Your instructions
Can you locate every line in the listing below that contains the word "woman" and copy each one out? Case counts.

(Entries from a pointing dataset)
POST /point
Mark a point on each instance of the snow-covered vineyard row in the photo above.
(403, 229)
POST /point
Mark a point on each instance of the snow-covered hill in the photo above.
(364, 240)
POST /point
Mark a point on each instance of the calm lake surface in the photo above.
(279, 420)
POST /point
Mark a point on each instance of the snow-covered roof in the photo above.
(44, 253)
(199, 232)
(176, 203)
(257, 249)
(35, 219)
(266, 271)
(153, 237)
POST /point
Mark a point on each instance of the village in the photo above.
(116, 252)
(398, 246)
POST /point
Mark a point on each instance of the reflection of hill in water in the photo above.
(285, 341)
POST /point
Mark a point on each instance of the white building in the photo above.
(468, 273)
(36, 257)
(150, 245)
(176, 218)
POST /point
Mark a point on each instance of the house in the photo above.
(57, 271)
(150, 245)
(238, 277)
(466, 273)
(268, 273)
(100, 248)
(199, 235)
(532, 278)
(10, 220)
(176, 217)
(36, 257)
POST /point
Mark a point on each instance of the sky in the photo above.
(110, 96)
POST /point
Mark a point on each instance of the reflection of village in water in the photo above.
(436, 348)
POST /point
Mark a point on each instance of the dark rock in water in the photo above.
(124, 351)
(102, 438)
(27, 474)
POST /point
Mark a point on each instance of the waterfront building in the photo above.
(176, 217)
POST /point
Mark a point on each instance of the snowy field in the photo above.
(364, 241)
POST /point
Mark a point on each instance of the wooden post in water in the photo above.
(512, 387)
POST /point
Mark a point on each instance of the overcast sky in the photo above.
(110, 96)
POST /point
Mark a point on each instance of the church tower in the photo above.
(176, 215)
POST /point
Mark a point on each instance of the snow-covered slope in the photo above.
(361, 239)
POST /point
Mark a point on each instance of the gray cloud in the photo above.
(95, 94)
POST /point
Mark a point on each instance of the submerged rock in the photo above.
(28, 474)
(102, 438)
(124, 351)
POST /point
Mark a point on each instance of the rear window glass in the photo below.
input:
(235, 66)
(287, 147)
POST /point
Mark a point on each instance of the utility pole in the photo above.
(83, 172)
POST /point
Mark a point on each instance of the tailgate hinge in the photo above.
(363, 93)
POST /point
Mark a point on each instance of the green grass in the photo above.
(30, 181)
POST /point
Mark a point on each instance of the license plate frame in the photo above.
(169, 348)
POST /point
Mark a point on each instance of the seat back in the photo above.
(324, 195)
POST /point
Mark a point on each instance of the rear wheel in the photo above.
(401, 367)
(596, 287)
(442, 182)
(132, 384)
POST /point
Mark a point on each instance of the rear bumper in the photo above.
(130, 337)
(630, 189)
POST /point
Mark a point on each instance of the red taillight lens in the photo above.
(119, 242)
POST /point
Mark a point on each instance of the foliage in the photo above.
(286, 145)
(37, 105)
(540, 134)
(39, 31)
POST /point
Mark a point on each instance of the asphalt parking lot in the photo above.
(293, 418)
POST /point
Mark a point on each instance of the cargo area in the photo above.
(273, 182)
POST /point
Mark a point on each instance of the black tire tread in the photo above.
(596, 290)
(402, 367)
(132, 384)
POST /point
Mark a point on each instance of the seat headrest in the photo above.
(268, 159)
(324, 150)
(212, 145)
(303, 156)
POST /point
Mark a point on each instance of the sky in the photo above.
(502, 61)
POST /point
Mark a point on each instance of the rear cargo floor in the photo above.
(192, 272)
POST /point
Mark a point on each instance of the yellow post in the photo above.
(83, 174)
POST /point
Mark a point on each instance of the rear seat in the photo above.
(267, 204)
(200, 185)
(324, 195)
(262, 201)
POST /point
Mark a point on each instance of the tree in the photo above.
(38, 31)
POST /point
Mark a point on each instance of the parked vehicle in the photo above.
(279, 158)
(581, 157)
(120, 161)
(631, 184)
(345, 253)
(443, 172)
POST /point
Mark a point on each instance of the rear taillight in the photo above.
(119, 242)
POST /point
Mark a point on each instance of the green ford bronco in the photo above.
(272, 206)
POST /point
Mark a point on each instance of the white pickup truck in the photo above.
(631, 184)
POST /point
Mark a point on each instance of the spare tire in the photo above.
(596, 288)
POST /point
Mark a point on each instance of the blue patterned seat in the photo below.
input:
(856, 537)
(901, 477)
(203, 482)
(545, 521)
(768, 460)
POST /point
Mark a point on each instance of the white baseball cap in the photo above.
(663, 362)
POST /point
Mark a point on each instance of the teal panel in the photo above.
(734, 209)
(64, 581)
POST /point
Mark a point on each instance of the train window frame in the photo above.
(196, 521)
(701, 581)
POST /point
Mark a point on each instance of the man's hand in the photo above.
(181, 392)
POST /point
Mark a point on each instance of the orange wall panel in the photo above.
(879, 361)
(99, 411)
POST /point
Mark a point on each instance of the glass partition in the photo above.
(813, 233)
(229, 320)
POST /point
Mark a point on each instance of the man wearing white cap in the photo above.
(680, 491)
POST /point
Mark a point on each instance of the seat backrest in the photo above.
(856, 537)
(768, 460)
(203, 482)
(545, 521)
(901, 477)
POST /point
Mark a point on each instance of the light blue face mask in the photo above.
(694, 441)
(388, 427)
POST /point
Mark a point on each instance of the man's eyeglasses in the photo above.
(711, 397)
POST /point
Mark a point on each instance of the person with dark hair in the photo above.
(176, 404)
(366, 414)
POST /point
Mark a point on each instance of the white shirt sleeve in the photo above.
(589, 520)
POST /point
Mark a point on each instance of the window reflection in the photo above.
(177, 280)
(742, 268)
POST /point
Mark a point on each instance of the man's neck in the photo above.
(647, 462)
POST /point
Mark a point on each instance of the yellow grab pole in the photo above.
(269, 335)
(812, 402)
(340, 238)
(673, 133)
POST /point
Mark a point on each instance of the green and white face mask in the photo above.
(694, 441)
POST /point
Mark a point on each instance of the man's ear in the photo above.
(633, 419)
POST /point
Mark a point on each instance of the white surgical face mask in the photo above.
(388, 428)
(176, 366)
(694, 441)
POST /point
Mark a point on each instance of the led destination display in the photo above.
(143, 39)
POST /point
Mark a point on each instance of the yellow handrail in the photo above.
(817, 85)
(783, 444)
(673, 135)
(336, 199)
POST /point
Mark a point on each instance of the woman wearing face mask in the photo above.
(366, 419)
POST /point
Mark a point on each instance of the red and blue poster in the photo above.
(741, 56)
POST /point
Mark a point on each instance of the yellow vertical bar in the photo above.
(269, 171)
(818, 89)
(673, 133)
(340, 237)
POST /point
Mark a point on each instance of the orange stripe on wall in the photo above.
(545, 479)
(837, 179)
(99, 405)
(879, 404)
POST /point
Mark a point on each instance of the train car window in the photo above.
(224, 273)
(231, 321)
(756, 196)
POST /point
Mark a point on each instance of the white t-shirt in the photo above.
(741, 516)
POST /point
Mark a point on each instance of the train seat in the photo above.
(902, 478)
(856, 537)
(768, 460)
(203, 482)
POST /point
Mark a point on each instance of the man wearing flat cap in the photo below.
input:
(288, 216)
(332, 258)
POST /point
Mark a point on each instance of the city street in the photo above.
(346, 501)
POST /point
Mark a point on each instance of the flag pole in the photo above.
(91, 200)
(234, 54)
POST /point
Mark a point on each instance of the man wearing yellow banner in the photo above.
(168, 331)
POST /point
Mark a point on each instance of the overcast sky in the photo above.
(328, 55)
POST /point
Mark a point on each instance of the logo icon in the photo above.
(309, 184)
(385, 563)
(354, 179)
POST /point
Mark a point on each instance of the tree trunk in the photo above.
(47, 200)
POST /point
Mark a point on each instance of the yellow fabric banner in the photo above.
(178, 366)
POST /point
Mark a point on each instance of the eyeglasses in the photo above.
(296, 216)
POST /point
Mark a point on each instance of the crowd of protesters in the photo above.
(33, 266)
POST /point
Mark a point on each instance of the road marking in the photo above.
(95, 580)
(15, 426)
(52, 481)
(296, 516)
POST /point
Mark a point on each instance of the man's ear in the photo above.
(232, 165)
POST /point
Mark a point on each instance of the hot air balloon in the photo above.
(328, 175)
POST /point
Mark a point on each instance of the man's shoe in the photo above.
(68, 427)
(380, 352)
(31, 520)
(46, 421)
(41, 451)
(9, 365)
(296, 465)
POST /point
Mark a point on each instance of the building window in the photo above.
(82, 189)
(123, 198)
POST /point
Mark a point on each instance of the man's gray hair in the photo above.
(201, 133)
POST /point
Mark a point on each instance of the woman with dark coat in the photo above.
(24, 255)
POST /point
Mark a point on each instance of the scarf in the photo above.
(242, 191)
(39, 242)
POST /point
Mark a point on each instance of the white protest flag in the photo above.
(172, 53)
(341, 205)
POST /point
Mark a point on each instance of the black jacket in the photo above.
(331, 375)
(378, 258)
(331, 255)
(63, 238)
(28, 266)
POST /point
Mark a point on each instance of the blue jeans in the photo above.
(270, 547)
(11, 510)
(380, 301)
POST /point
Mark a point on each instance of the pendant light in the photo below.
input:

Complete answer
Mark a point on each instance of the woman wearing face mask in the photo above.
Mark a point on each instance of the woman with dark coat in the photo above.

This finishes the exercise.